What the task asks
Copy out, word for word, the part of the article on British Columbia's film-production sector from "Recent good news" to "when loaning capital.".

Provided text

[Start of Attachment]

City’s selling points ready it for rebound when production demand resumes
Vancouver film commissioner Geoff Teoli believes the B.C. film sector can bounce back from any short-term production lull

B.C.’s film-production sector is bracing for a potential Hollywood writers’ strike as local industry players navigate what some say is a global production slowdown.

Recent good news has included that the second season of The Last of Us is set to be filmed in B.C. later this year. A third film in The Walt Disney Co.’s (NYSE:DIS) TRON franchise is also slated to be filmed in Vancouver, starting in August.

Higher interest rates on both sides of the border, however, have hiked financing costs for productions, while the recent banking-sector jitters may prompt banks to be more selective, and careful, when loaning capital. 

The inflation-fuelled higher cost of living may also encourage consumers to cut back on spending, including on entertainment, which would trickle down into less revenue for studios.

Many eyes are on the Writers Guild of America (WGA) and the Alliance of Motion Picture and Television Producers, which are negotiating a new contract to replace one that expires May 1.

Unless a deal is reached, those Hollywood script writers could walk out, creating a ripple effect of reduced production across the world.

Sticking points in negotiations include regulating how artificial-intelligence-produced content can be used. Longstanding concerns, such as how high minimum pay rates should be, are also on the table. 

“The [potential] writers’ strike is one of a few things that have contributed to the perfect storm that has led to a downturn in the market, not just here, but globally,” said Motion Picture Production Industry Association of B.C. (MPPIABC) chair Gemma Martini. 

“The message that a lot of people in our industry have yet to acknowledge is that this is a global downturn that is happening.”

Being in what Martini told BIV is the "shadow” of a potential strike has made some production companies already shelve projects until there is more certainty. 

Netflix Inc. (Nasdaq:NFLX) in late March said it was streamlining its film production, resulting in layoffs.

“Currently, we don’t have any productions in our stages,” she said of her own production company, Martini Film Studios.

[End of Attachment]

Record excerpts
[Start of Attachment]

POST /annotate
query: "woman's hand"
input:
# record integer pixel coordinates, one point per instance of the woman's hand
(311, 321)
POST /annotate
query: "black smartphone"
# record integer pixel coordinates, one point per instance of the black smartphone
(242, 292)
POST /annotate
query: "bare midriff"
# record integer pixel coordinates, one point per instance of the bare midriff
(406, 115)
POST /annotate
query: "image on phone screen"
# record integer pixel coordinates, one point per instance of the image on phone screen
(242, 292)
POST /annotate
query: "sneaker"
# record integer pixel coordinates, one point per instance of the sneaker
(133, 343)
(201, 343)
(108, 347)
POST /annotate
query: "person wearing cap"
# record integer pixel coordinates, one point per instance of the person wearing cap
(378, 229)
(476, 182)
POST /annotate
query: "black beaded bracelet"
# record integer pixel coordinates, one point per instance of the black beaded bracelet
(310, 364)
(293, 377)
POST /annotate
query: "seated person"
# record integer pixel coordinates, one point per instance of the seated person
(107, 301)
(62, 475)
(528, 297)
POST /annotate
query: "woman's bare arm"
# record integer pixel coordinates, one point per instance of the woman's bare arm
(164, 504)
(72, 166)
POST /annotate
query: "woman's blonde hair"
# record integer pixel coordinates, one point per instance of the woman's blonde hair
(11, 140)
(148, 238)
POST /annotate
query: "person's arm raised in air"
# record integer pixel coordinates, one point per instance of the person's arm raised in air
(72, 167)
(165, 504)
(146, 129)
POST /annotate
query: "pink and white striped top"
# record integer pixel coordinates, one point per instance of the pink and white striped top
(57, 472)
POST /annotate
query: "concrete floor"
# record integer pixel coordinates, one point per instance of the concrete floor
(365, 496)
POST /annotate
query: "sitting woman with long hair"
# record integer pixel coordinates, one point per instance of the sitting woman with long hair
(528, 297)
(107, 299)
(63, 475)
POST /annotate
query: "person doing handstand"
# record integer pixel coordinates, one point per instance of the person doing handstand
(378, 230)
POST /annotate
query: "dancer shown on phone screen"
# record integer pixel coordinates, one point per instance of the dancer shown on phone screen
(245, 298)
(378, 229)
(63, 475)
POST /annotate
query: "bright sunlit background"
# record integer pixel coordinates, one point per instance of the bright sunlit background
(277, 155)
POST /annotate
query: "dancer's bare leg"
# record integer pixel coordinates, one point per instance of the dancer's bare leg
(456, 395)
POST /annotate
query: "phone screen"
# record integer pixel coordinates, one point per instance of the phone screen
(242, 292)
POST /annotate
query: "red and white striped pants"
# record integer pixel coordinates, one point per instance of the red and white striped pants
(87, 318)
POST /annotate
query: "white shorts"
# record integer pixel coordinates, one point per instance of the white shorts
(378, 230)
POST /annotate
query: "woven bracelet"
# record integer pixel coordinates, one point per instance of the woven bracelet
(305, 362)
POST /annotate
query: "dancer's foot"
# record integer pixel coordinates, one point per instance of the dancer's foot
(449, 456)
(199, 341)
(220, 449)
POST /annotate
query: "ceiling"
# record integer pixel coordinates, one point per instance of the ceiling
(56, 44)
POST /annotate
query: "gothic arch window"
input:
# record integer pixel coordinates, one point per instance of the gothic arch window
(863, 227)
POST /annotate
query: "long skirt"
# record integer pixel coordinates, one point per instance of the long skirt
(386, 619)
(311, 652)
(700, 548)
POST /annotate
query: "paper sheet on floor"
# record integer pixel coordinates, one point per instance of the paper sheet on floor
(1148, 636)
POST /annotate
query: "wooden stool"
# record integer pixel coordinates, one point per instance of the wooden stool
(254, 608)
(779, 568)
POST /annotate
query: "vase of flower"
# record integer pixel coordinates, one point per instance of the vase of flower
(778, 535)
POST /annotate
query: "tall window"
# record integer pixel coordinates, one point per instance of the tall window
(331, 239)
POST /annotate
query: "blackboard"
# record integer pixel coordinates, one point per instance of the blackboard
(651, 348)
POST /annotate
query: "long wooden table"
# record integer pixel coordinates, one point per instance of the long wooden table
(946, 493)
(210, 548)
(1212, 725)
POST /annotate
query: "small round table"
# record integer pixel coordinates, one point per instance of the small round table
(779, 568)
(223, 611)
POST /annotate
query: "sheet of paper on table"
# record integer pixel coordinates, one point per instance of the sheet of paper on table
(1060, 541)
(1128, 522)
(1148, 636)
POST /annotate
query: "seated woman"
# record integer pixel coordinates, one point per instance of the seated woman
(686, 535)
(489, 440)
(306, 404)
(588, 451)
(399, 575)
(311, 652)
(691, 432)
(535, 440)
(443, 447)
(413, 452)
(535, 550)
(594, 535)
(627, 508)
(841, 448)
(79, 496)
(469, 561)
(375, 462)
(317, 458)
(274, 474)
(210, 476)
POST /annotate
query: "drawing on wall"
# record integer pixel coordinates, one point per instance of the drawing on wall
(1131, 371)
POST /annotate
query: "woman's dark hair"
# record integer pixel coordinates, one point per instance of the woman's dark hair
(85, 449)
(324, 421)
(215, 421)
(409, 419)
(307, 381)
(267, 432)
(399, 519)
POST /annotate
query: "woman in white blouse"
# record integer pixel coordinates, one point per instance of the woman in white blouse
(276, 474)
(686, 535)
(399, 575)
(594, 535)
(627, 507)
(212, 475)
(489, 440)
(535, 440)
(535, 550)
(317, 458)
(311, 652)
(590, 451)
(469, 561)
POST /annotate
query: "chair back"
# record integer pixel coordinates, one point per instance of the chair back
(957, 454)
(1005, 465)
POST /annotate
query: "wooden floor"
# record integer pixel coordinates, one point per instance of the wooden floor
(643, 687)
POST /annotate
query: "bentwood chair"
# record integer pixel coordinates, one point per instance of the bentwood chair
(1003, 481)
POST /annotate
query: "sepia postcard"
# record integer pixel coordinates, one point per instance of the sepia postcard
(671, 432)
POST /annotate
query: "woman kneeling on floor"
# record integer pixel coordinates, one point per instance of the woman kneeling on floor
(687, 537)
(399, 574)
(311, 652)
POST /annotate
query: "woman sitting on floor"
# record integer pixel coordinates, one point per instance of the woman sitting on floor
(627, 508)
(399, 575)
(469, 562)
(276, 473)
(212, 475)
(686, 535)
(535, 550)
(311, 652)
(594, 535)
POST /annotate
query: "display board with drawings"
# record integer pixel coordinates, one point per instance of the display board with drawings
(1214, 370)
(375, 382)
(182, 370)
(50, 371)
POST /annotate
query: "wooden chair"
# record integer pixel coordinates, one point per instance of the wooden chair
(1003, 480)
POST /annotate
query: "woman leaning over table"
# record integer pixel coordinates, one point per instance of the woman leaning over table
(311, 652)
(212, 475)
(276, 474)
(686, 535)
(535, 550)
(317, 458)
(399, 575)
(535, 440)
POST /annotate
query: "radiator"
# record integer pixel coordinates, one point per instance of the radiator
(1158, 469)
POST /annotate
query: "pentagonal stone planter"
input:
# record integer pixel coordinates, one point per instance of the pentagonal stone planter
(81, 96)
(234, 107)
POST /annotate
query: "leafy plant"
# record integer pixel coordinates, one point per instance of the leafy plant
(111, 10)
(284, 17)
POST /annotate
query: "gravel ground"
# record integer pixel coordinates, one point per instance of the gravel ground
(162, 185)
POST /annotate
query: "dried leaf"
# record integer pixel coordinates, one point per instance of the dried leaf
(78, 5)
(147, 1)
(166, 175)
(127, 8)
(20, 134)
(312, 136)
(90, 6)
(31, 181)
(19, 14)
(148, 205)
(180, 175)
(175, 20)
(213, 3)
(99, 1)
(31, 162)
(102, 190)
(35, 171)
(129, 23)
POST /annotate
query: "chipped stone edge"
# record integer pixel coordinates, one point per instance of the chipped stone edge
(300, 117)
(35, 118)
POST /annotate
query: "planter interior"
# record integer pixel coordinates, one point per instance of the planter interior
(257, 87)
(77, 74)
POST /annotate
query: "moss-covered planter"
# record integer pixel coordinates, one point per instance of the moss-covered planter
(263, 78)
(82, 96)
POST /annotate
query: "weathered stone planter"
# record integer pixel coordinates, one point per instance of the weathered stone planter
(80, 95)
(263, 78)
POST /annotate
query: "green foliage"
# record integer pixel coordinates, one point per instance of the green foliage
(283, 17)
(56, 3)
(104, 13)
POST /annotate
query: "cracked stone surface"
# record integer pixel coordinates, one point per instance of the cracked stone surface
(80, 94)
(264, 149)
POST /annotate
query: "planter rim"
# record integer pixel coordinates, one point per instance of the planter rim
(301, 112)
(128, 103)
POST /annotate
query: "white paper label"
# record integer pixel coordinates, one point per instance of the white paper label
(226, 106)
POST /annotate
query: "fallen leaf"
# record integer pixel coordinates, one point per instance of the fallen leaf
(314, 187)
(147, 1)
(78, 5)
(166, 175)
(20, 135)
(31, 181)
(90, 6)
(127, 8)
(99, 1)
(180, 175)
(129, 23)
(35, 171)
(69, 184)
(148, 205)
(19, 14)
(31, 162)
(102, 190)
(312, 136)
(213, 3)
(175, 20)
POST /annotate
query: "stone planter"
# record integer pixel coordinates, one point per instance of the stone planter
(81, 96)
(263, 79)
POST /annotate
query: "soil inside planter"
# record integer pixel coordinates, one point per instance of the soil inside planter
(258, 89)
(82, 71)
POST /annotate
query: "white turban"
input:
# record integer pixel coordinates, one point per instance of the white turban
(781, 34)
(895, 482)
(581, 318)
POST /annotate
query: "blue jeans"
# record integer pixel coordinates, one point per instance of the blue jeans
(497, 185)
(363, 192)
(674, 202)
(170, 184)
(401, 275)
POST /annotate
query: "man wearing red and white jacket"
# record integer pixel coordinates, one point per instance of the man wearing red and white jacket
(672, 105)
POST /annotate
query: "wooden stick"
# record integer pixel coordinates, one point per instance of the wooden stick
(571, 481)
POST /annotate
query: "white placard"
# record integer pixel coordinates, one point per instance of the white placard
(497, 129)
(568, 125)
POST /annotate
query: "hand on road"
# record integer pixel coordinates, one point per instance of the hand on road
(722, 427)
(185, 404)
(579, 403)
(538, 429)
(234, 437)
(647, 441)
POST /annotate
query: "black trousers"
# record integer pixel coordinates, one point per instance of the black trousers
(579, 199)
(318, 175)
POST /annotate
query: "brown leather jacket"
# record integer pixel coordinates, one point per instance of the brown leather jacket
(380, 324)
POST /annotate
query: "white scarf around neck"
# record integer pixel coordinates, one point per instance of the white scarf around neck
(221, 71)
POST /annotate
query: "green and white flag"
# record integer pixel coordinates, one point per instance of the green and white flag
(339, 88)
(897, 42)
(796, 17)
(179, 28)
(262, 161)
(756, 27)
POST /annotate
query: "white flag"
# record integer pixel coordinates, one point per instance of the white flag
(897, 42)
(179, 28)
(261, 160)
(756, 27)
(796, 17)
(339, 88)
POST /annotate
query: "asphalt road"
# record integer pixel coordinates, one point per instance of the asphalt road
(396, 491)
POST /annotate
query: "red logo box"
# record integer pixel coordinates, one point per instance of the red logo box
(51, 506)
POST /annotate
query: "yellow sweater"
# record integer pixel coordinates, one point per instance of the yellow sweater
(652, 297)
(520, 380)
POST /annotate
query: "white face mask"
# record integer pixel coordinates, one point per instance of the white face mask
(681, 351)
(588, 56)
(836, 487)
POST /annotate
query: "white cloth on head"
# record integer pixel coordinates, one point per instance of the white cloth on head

[End of Attachment]

Answer
Recent good news has included that the second season of The Last of Us is set to be filmed in B.C. later this year. A third film in The Walt Disney Co.’s (NYSE:DIS) TRON franchise is also slated to be filmed in Vancouver, starting in August.

Higher interest rates on both sides of the border, however, have hiked financing costs for productions, while the recent banking-sector jitters may prompt banks to be more selective, and careful, when loaning capital.